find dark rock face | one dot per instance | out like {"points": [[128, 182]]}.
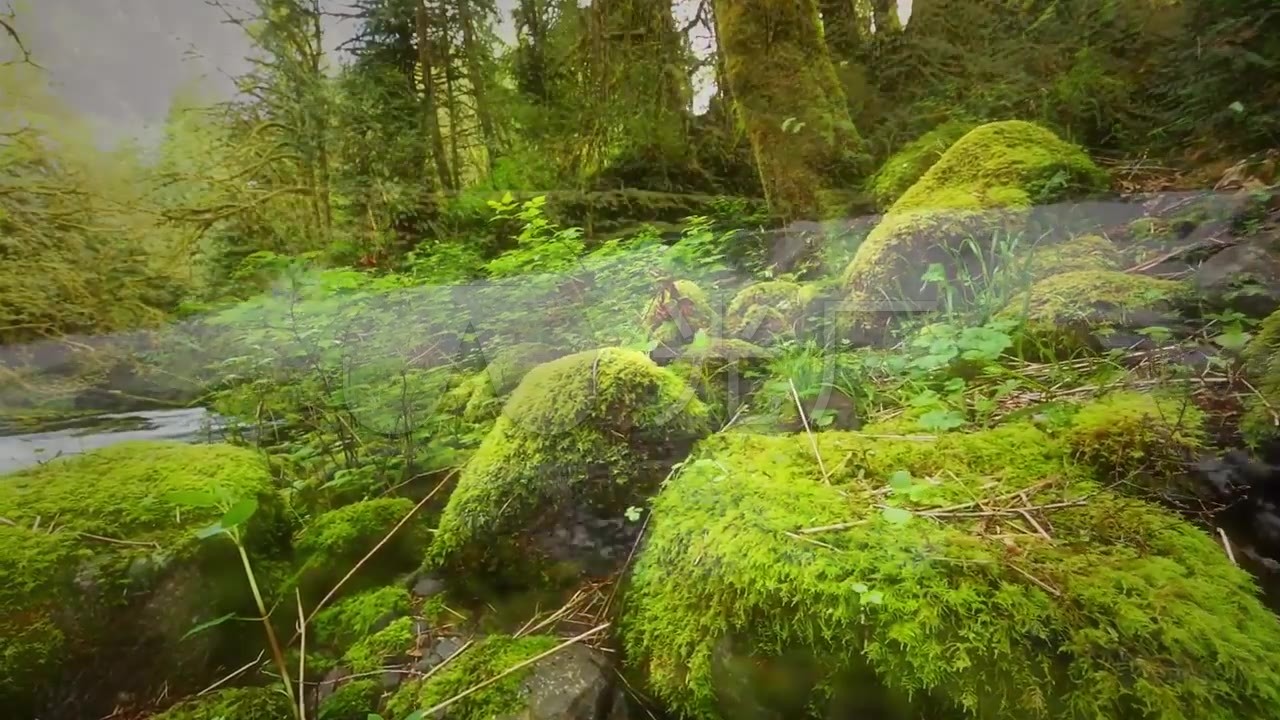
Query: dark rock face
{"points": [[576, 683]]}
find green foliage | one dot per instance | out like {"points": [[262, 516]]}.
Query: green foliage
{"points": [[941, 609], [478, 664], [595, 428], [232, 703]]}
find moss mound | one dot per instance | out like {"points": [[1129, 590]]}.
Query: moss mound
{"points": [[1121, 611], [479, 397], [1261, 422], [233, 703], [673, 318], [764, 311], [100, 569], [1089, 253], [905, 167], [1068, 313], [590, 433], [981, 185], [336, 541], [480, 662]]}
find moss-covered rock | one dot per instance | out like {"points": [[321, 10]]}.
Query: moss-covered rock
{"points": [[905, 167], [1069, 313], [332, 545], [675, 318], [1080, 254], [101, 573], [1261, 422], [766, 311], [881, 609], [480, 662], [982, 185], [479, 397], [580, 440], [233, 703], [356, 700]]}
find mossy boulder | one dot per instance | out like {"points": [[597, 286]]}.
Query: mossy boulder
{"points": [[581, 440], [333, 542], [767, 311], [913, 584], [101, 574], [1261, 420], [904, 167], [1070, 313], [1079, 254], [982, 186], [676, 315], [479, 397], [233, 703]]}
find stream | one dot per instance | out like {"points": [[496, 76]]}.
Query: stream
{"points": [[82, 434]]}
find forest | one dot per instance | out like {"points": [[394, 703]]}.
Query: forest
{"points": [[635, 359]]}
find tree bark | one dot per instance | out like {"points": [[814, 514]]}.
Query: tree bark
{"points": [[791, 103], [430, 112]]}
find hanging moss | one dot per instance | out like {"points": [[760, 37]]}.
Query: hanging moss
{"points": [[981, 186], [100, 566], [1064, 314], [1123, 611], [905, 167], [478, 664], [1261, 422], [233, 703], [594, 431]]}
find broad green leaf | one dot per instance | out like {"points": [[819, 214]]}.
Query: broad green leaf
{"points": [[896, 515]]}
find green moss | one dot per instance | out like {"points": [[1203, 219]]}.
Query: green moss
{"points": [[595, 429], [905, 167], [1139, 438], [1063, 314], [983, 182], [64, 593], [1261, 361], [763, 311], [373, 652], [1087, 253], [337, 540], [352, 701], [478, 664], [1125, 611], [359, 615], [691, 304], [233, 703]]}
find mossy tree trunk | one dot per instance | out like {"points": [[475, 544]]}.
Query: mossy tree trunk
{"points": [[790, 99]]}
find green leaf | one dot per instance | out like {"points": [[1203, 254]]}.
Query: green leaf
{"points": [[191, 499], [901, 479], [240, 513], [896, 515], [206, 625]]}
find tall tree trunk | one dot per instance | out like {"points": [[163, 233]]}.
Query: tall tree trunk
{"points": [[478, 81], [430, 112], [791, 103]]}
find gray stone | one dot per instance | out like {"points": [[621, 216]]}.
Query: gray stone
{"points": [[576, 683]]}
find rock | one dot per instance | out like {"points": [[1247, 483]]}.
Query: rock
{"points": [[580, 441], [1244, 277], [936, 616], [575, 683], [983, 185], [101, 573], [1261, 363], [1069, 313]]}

◆ ◆ ◆ ◆ ◆ ◆ ◆

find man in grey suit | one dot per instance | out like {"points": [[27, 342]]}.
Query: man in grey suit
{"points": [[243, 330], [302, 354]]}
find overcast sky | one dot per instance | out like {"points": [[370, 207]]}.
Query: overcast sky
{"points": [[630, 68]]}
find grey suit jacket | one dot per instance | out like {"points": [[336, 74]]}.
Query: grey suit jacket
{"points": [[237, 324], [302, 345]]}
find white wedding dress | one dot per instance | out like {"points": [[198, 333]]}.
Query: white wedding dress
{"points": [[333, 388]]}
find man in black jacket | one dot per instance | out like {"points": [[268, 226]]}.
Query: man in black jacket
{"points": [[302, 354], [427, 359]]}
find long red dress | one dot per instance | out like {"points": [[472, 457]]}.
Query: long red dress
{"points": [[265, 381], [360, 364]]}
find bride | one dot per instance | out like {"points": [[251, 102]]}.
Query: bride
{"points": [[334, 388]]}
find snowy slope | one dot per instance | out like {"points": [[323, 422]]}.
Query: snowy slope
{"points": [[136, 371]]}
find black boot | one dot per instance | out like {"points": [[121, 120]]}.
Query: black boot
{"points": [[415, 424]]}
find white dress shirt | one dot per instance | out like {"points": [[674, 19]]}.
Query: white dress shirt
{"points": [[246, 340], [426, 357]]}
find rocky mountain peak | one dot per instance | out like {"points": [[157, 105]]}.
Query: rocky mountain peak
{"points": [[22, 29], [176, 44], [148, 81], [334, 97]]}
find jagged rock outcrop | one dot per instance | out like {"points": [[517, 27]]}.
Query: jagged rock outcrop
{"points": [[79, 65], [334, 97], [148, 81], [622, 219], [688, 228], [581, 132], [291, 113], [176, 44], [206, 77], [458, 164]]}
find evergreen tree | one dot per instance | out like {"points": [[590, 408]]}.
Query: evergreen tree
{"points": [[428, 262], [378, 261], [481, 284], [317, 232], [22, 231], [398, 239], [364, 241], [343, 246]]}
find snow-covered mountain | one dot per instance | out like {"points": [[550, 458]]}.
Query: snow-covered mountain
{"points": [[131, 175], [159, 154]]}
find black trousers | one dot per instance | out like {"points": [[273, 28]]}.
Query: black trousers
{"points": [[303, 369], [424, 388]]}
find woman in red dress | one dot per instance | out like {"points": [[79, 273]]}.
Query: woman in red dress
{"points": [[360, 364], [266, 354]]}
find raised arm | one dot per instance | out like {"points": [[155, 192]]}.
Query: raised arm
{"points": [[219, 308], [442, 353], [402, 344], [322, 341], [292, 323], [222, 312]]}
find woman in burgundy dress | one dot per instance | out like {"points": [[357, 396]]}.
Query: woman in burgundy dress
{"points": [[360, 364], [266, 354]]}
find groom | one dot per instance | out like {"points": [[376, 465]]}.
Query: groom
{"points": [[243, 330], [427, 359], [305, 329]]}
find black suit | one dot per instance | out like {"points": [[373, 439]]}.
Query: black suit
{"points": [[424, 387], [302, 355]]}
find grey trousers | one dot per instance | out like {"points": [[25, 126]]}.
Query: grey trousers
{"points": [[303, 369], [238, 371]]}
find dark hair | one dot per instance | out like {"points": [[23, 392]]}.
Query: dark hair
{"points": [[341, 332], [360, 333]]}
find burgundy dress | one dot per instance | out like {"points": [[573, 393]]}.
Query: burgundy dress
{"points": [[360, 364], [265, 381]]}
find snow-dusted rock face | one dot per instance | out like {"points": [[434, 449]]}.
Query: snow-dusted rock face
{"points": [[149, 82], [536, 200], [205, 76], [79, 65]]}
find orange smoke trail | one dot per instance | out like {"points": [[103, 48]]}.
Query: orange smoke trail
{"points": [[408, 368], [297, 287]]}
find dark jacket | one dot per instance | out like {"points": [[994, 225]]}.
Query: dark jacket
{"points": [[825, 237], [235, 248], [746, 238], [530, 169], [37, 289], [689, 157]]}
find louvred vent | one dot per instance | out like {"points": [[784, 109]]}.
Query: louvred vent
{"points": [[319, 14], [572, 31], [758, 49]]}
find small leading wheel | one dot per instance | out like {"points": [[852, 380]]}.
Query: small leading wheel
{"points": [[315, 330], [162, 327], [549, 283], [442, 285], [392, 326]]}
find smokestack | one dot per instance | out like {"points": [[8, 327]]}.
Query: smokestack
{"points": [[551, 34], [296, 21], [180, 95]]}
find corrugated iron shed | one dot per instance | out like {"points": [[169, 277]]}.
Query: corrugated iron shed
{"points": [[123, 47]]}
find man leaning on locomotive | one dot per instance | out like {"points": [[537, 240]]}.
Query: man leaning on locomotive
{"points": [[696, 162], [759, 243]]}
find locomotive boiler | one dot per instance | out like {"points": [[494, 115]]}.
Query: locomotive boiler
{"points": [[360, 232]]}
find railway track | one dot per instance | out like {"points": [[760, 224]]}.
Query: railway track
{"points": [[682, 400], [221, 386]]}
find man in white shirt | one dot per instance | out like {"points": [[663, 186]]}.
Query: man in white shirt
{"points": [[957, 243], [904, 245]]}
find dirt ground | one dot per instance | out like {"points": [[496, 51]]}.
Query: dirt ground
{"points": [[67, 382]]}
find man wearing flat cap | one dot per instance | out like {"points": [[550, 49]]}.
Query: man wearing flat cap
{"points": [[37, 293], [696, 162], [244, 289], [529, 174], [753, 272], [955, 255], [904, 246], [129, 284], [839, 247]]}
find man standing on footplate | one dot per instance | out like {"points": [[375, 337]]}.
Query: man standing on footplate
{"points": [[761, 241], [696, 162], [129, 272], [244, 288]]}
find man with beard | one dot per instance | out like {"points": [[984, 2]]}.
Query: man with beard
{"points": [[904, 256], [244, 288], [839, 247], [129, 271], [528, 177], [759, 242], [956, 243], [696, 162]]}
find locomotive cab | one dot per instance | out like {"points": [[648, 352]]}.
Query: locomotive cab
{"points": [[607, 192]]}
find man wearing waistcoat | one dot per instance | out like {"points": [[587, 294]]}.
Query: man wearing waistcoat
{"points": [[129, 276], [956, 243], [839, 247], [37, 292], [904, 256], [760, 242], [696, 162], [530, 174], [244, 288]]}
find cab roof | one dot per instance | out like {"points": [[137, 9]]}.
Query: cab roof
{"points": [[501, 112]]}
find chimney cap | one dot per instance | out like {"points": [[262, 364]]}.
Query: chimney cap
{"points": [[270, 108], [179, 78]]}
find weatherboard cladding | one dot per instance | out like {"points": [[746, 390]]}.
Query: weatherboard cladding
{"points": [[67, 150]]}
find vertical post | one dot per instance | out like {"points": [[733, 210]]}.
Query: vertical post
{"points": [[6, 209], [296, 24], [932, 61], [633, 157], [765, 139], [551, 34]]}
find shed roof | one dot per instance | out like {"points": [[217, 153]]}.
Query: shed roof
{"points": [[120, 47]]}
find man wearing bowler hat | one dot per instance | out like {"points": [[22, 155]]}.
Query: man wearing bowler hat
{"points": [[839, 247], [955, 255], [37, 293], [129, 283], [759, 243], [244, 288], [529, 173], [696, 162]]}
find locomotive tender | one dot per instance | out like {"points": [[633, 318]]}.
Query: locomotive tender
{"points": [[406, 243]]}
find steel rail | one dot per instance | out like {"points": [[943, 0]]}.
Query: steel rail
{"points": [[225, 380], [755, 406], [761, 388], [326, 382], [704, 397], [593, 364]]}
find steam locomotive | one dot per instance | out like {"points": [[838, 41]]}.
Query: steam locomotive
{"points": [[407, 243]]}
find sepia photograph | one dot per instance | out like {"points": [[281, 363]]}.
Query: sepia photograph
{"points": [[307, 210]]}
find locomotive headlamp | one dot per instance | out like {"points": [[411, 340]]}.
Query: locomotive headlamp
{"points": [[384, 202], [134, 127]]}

◆ ◆ ◆ ◆ ◆ ◆ ◆

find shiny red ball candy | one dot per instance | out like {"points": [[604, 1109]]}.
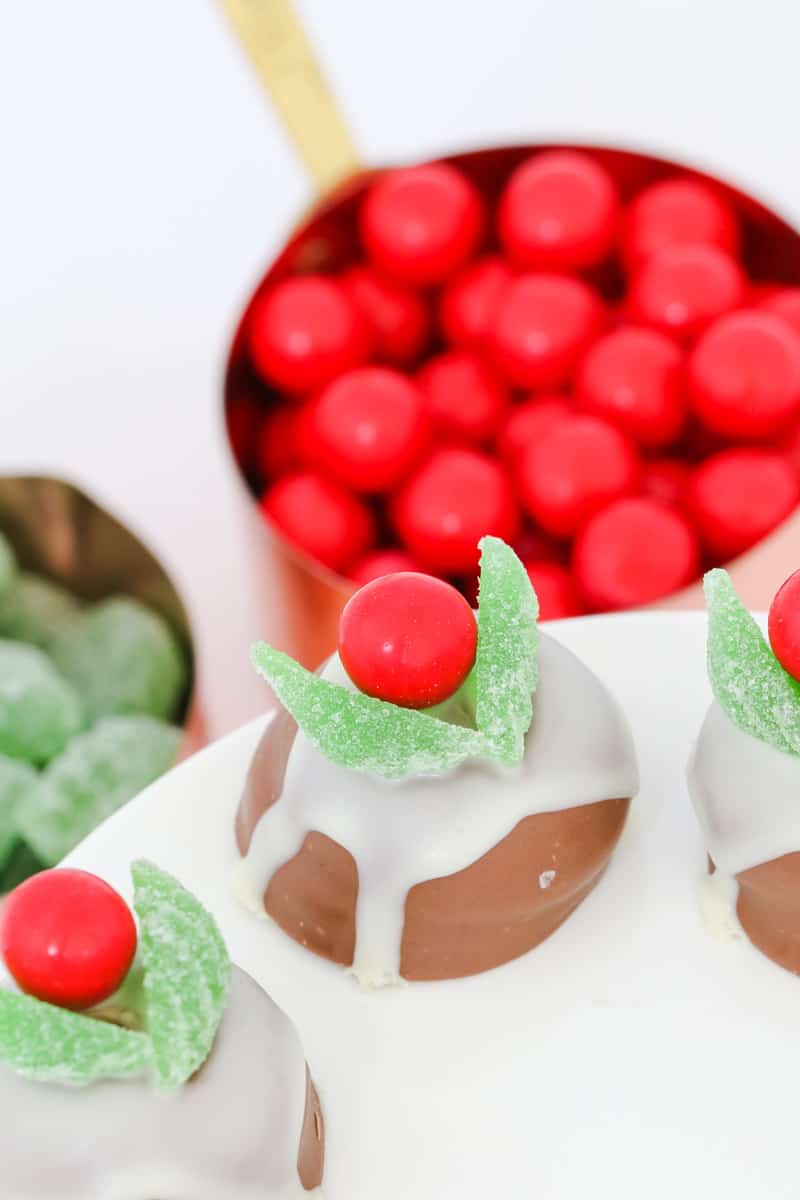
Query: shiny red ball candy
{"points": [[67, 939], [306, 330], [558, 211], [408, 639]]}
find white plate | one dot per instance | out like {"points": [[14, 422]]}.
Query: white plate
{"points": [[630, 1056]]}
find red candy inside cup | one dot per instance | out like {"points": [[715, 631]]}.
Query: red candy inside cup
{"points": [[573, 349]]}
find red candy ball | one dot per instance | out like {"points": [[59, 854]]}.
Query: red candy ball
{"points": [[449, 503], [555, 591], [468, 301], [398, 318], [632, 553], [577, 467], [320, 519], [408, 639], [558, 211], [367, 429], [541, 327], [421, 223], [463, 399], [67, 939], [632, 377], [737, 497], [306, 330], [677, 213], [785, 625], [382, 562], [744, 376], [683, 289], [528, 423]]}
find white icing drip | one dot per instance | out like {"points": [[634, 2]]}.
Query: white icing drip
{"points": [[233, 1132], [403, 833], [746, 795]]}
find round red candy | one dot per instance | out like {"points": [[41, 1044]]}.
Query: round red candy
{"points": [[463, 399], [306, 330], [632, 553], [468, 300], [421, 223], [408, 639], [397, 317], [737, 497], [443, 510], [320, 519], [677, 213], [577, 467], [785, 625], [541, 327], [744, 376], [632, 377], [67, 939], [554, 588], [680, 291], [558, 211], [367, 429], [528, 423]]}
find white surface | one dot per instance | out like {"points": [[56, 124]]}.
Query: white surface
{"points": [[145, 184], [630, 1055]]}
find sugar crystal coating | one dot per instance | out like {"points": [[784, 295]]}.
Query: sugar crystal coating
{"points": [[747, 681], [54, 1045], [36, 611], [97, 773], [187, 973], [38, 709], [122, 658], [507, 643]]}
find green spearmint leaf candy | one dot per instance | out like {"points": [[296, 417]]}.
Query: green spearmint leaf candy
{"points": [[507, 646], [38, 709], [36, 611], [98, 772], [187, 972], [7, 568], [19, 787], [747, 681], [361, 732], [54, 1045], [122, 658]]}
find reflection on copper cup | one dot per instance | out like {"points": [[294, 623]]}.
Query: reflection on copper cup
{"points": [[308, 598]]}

◆ ◆ ◆ ◆ ◆ ◆ ◆

- **Task brief**:
Please return the material above only from the line that holds "find dark rock" through the line that holds "find moss mound", exactly as it stands, ends included and pictures omitted.

- **Answer to this task**:
find dark rock face | one dot per instance | out like {"points": [[128, 182]]}.
Query: dark rock face
{"points": [[576, 683]]}
find green foliage | one dot per instance | out like {"points": [[262, 516]]}.
Query: green foliage
{"points": [[941, 609], [478, 664], [595, 428], [232, 703]]}
find moss mound | one dot per instance | out like {"points": [[1129, 590]]}.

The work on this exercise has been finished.